→ DIRECTIONS FOR THIS TASK
From the listing below, pick out every line that contains the string "wall" and copy each one. Treat uppercase and lowercase as different.
★ ★ ★ ★ ★ ★ ★
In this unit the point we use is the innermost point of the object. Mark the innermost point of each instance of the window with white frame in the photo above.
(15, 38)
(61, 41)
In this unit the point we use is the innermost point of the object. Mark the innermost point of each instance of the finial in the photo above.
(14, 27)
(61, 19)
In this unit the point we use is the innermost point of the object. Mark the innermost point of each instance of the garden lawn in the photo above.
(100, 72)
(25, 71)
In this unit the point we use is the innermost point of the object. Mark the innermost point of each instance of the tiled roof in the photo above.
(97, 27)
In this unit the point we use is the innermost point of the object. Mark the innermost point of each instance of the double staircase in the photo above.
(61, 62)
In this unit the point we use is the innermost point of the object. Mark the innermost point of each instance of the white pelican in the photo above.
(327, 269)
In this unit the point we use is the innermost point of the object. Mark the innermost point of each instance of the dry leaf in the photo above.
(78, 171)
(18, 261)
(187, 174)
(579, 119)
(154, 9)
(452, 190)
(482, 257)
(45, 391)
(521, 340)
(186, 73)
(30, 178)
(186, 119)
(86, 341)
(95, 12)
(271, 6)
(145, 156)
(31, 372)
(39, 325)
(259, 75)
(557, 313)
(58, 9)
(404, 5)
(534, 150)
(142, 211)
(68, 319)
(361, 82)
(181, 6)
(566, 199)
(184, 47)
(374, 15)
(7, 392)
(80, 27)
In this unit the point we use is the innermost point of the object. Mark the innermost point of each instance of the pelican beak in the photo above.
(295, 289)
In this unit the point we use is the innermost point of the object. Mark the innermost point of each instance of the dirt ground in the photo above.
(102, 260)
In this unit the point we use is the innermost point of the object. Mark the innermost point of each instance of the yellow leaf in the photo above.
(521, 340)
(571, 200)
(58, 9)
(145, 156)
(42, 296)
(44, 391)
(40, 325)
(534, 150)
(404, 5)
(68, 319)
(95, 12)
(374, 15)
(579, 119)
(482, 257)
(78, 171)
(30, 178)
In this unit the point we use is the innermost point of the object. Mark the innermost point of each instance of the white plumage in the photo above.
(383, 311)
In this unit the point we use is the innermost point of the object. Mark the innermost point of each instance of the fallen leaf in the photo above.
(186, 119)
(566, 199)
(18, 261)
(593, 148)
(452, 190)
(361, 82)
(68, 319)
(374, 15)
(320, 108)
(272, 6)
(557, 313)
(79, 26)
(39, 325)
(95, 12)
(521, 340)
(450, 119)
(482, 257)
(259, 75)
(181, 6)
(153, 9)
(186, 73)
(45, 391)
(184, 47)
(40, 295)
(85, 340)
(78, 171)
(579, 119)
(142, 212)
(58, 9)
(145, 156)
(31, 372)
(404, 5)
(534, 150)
★ ★ ★ ★ ★ ★ ★
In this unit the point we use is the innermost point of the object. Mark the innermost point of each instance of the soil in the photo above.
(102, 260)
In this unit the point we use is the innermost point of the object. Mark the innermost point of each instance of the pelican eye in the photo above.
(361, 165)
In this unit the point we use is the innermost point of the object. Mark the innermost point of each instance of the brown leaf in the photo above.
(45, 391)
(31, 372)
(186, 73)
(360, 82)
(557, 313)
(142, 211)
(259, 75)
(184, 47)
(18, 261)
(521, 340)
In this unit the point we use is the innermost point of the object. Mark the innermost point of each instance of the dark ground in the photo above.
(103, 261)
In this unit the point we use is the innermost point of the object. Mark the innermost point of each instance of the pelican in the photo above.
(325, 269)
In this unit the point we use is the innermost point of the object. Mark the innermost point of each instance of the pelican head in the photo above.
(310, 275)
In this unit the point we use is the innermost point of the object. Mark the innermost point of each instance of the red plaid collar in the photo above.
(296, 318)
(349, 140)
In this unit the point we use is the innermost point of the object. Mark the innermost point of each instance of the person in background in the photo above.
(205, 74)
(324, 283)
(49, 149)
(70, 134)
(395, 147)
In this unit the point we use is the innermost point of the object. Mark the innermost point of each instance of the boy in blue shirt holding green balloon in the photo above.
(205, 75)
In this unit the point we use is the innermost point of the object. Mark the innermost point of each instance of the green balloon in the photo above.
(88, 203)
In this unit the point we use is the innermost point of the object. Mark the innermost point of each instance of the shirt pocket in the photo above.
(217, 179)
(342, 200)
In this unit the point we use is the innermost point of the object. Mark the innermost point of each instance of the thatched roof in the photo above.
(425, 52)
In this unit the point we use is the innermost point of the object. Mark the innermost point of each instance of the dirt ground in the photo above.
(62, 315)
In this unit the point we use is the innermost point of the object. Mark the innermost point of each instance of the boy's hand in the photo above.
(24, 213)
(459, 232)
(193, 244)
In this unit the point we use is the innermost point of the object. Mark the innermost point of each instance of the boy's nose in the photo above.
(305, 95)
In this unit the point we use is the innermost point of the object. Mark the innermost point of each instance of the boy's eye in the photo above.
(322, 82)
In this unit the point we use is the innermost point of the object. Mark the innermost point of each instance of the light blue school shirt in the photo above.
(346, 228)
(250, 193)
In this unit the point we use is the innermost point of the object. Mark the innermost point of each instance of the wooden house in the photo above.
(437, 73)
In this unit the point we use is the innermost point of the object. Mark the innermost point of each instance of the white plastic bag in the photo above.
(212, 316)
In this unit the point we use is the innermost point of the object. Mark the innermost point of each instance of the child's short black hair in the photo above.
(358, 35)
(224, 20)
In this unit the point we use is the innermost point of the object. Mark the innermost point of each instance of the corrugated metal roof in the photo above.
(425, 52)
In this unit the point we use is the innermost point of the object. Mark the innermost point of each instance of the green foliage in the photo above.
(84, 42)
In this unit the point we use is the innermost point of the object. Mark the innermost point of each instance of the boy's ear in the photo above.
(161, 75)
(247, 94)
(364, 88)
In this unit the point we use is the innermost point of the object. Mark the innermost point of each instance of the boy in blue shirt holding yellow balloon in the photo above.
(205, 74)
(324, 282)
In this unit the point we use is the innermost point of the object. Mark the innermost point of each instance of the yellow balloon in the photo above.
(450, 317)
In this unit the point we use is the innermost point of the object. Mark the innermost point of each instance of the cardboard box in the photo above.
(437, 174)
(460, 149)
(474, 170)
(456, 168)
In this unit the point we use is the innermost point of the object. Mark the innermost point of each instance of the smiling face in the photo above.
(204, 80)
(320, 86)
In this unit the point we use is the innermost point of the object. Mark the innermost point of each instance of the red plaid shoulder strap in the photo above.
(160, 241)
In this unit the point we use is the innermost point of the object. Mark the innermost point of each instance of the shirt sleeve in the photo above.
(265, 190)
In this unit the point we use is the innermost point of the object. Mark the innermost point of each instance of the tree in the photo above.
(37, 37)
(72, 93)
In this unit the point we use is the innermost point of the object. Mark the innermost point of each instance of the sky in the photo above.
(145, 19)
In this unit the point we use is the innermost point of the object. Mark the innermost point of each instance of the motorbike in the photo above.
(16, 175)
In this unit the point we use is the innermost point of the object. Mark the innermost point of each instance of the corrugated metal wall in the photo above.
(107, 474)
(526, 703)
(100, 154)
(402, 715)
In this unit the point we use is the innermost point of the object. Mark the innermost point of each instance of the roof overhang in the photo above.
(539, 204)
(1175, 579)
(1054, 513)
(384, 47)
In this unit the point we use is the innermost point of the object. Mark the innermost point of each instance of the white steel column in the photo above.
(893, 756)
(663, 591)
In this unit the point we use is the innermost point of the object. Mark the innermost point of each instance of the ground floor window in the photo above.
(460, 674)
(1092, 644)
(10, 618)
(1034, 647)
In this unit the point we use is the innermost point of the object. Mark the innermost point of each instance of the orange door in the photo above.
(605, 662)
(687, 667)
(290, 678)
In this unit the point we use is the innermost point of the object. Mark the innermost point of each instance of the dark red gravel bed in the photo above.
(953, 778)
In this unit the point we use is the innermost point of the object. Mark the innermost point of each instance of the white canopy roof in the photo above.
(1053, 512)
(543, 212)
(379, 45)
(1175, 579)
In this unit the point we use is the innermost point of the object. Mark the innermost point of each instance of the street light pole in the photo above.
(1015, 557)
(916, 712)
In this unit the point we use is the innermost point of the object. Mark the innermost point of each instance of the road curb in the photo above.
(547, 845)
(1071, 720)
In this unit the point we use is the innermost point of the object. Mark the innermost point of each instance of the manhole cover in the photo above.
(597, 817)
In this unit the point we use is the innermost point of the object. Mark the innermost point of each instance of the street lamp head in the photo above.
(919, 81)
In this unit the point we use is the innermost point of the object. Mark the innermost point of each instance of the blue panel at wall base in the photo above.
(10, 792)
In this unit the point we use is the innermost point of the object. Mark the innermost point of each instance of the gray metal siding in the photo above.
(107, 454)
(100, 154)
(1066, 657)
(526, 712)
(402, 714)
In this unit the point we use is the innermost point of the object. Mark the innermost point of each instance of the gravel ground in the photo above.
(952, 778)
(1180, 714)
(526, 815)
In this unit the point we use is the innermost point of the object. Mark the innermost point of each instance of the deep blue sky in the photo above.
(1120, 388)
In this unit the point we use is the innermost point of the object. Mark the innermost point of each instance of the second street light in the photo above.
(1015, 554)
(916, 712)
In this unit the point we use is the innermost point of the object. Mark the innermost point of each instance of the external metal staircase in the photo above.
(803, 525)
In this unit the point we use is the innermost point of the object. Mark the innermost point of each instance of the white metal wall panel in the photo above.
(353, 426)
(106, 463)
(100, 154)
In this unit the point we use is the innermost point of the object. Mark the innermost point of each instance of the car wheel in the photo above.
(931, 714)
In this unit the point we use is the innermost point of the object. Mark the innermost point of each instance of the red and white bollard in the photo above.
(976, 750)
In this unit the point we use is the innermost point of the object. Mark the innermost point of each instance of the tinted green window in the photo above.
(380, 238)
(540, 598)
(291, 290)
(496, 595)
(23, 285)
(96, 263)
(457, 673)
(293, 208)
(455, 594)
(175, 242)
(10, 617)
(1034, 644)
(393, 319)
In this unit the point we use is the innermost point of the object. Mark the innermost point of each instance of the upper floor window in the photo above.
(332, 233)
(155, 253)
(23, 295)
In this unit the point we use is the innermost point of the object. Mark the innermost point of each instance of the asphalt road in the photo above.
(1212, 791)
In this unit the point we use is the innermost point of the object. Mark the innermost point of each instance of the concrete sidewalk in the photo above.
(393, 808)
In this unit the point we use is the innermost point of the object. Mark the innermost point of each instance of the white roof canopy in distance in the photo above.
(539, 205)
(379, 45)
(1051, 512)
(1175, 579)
★ ★ ★ ★ ★ ★ ★
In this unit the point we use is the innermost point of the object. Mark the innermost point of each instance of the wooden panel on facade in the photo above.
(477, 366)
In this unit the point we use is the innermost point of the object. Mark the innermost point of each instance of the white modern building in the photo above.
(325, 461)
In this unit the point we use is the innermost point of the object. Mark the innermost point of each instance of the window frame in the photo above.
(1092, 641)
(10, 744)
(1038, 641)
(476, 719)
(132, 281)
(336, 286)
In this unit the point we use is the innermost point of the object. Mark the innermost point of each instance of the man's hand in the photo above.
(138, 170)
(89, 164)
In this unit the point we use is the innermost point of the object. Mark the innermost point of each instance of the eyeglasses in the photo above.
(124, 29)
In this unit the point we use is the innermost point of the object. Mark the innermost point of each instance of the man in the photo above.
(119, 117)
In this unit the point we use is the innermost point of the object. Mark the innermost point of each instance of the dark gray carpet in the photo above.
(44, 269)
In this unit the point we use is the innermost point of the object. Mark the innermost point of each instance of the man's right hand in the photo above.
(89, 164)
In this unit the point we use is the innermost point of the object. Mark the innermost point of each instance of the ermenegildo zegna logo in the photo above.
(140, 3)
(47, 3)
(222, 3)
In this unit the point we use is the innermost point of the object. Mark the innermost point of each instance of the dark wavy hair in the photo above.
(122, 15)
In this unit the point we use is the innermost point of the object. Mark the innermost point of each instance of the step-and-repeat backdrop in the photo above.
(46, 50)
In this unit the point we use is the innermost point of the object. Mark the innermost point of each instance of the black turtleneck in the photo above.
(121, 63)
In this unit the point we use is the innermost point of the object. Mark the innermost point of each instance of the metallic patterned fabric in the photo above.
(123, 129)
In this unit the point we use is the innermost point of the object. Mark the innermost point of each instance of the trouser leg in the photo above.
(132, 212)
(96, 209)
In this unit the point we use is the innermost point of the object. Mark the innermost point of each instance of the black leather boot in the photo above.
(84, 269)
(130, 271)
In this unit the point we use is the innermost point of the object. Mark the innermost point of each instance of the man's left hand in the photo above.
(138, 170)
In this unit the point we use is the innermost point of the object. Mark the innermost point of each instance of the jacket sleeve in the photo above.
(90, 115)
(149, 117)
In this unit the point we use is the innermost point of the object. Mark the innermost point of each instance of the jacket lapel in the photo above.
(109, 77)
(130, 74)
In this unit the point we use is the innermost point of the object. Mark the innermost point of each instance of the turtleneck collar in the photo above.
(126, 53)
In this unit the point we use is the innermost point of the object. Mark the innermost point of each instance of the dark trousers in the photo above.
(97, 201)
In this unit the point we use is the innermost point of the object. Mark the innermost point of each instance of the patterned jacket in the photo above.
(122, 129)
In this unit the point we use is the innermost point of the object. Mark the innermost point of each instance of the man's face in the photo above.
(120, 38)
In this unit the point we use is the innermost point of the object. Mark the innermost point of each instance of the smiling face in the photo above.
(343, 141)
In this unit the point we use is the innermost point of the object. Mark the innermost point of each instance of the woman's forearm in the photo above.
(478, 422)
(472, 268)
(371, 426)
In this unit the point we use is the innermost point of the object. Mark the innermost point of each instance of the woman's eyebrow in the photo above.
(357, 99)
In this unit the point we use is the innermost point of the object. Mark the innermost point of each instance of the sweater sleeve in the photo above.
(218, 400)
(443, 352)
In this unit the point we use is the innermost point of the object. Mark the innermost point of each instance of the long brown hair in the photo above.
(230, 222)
★ ★ ★ ★ ★ ★ ★
→ RESPONSE
In this unit the point we use is the innermost point of the object. Mark the innermost point of each instance of the corrugated metal wall in the photo above.
In this unit the point we use is the innermost point of the object. Mark the innermost point of each instance of the blue panel at wall base in the photo above.
In this unit the point we use is the innermost point of the object. Mark the innermost point of each instance of the white metal wall panel in the photo above.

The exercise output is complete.